*** Block opens ***

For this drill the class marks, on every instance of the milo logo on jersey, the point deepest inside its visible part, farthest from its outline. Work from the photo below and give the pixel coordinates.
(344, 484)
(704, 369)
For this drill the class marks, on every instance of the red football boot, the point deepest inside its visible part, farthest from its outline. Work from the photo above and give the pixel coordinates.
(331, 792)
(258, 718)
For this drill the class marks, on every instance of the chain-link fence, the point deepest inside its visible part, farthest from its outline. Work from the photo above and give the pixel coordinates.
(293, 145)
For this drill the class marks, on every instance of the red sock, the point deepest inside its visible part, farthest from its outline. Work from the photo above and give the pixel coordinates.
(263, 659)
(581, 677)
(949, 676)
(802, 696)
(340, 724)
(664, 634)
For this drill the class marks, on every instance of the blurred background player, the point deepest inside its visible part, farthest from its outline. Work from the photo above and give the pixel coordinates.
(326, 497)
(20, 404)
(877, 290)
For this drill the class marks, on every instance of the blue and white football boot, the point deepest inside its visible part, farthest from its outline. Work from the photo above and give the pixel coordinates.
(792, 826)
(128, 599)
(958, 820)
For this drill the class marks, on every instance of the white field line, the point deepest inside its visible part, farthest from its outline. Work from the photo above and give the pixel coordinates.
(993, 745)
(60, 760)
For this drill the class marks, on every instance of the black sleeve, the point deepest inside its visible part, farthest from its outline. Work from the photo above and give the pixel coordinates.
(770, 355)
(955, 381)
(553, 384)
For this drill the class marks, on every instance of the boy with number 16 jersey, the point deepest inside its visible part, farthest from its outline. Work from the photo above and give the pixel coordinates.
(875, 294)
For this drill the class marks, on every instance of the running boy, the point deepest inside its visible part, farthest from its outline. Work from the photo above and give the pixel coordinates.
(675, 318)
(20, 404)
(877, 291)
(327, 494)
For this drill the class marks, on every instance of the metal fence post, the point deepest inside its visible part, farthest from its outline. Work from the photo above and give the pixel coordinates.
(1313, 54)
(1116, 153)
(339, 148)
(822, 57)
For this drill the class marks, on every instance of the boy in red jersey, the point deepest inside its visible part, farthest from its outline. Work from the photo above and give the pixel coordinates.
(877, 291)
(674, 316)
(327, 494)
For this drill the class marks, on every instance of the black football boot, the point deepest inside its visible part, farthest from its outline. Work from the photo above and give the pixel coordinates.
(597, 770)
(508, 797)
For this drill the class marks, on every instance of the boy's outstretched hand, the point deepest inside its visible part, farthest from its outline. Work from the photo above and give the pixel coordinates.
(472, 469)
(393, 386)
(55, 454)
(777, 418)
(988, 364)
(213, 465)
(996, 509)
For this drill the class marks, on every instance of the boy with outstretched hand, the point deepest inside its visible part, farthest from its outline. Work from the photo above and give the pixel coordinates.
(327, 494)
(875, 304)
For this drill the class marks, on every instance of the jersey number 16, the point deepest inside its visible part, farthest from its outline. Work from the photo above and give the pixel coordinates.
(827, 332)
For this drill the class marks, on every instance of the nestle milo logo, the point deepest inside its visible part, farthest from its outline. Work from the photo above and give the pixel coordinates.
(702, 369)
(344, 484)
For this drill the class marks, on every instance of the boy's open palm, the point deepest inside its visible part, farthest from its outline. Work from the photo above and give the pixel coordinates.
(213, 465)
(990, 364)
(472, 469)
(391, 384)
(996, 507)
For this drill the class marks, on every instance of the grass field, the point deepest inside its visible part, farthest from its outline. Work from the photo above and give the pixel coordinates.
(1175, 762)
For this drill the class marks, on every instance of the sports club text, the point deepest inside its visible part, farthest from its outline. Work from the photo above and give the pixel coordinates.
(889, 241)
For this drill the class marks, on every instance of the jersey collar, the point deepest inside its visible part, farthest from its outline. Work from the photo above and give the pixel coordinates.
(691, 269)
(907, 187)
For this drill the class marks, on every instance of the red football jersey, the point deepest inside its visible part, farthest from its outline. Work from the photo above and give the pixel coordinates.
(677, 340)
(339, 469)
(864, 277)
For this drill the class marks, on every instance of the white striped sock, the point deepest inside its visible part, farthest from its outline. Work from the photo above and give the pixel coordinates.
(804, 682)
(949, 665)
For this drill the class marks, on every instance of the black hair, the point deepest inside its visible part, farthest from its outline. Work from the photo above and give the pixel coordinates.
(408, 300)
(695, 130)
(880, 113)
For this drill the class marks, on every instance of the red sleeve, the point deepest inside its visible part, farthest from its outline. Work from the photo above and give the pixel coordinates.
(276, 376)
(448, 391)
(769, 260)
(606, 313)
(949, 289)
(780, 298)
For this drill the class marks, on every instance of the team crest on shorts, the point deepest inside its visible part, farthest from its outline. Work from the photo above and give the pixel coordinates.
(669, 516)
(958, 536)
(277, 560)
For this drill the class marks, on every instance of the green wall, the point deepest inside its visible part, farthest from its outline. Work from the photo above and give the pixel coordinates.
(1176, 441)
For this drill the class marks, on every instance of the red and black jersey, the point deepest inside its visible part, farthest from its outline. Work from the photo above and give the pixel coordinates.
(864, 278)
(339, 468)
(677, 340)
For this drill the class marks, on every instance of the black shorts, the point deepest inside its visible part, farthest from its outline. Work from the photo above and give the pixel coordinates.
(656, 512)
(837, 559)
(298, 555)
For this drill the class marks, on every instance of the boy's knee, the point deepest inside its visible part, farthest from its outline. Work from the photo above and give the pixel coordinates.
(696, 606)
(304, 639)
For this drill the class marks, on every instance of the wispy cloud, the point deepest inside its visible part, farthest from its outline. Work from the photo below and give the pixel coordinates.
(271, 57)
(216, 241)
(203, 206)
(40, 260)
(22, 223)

*** Block closes ***

**What you need to do:** A reply that repeats all the data exactly is required.

**Task result:**
For this drill the class marks, on every instance of the milo logo on jersey, the point deepest inside its visible part, farthest from its outline. Work from the photo below and give the pixel coordinates.
(344, 484)
(704, 369)
For this drill the class marks, on every instance of the red football boot, the point deepest inside its visible part, farthest from its outline. Work from the photo above and give the pixel coordinates.
(331, 792)
(258, 718)
For this drill the class marks, on every instance of the chain-link fence, the point deepest inside its visible part, farthest from its outline. Work from the photo above and give the pixel coordinates.
(293, 145)
For this drill the class marks, on every instance of the red sock, the point deepest inside its visible part, farthest from its outline. Work from the photo above and give the pixel coordinates.
(263, 659)
(581, 677)
(949, 676)
(802, 696)
(340, 724)
(664, 634)
For this drill the class marks, on every instance of the blurred background player, the point deepest inside its visible part, farthest from its outline. Work from the photo above and give the pixel coordinates.
(326, 497)
(20, 404)
(877, 290)
For this drill the class marks, on every instance of the blue and white football boot, the point deepest inside its visible part, farthest from its outline. Work from the photo above and give the pixel coordinates.
(792, 826)
(128, 599)
(958, 820)
For this drill the class marks, on every instance of the white field line, the point deepest inside its visible part, farthest from its outline. Work from the photo above and give the pixel coordinates.
(993, 745)
(60, 760)
For this drill the class marks, on every instance of the black sleeve, the point deepest inside its visible part, farthest from its outline. Work from the photo above and give the pixel coordinates.
(770, 355)
(955, 381)
(553, 384)
For this drill the class marks, on every instance of the boy with number 16 jersey, the point deepest inside its visible part, farthest from its outline. Work from the photo above and give the pixel coordinates.
(875, 294)
For this drill the class marks, on every instance of the running boy, the point deepest inside its visible part, farthest from its outline. Work from the photo above and give the pixel coordinates.
(675, 318)
(20, 404)
(877, 291)
(327, 494)
For this drill the class marks, on every instance of the metal fence post, the point deepest inside its visible part, farthest from its outline. Work from the photo above and give the pixel coordinates.
(1313, 54)
(1116, 153)
(339, 148)
(822, 57)
For this drill the class marks, on every instance of the boy in red jersey, the point deepest inside its visible part, farthest from its outline. Work from the photo above and give the pixel coordinates.
(877, 291)
(674, 316)
(327, 494)
For this drill the class marks, on every instance of the black football boot, the point deepest inside its visible part, farthest from its outline. Work from the photo above and give the pixel coordinates.
(597, 770)
(508, 797)
For this drill the class marks, on every instance of the boy's outstretched hand, the point deepest inside its visible part, farthest from its outline. Work from the photo above and give the pixel coordinates.
(472, 469)
(393, 386)
(55, 454)
(777, 418)
(988, 364)
(213, 465)
(996, 509)
For this drill the class marks, on every instance of the boy with outstretched hand, the point deepest inside its visible part, farthest from its outline. Work from the photo above and give the pixel coordinates.
(327, 494)
(875, 304)
For this drill the class marks, on every instance of the jersey number 16, the point deepest inside its visible part, farthest from its outline. Work from the photo above and give the pixel coordinates.
(827, 332)
For this drill the class marks, on every instance of the nestle milo logo, the point deepest inside its visible part, farthest from its outline. Work from the photo above and give the pixel coordinates.
(702, 369)
(344, 484)
For this drill the class marks, on every instance of the boy's open palm, the point deepest inside its visible part, farthest from its outline. Work from the photo above and give the pixel coordinates.
(213, 465)
(990, 364)
(472, 469)
(391, 384)
(996, 507)
For this drill the class marks, on every instance of the grass field, the point deepest inside its visible part, farthest from its outline. Work from the photo above and give the pixel coordinates.
(1175, 762)
For this drill the class marks, on every instance of the sports club text, the point deepest inside its visible part, farthest from its outline. Work from the photo above and give the pixel coordinates.
(889, 241)
For this drill the class marks, on every instance of the jersey collar, the point deepest inside its visible part, farthest from its outline. Work from the photo above and give the pixel coordinates.
(691, 269)
(907, 187)
For this drill the class marks, on every instance of the red football jersey, the point deepest inside its visible part, farthest from its outline. Work from the photo above and give the pixel coordinates.
(677, 340)
(339, 469)
(864, 277)
For this drill the class marks, on every instance of the white striped sock, the point deepest inside its visible part, farthest from its outline. Work from the photo above and give the pixel coordinates.
(804, 682)
(949, 665)
For this drill the class marks, on every instance of the black hair, the point deepest inside its visible part, farthest from its outline. Work from the photo above and give the pixel coordinates.
(408, 300)
(695, 130)
(880, 113)
For this drill the class marks, on every instance of the red sleeve, the point deepest inside its visible part, farthest from its outline. Work from the photo above and give the pixel coordinates.
(276, 376)
(448, 391)
(769, 260)
(606, 313)
(949, 289)
(780, 298)
For this drill the class marks, on every instance of the team crest on shorts, the point deepest inside its visible part, farthest from its outline. Work from the photo above and give the pixel coordinates.
(669, 516)
(958, 536)
(277, 560)
For this drill the class marks, on every instance of the green wall, the point deepest inside its visible part, farthest from its outline. Work from the photo above and give the pixel coordinates.
(1176, 441)
For this drill the class marks, on every instance of the red and black jersey, the point deepest inside its visible part, farthest from its outline. Work from the photo above and give the pixel coordinates.
(864, 278)
(339, 468)
(677, 340)
For this drill the class marks, on every instance of the black shorts, the point deepest inside its visible part, farthest from its outline. Work from the photo above and give the pixel coordinates.
(656, 512)
(837, 559)
(298, 555)
For this drill the class marks, on every instance of the boy's knee, the point deepest inside its visible part, farthest from its outline. Work from the photo above and give the pixel coordinates.
(696, 606)
(304, 639)
For this drill the class marks, on every instance of the wispy cloud, the point deepest inside its visible part, farthest from its outline. Work from the photo below and give the pixel coordinates.
(271, 57)
(216, 241)
(203, 206)
(40, 260)
(22, 223)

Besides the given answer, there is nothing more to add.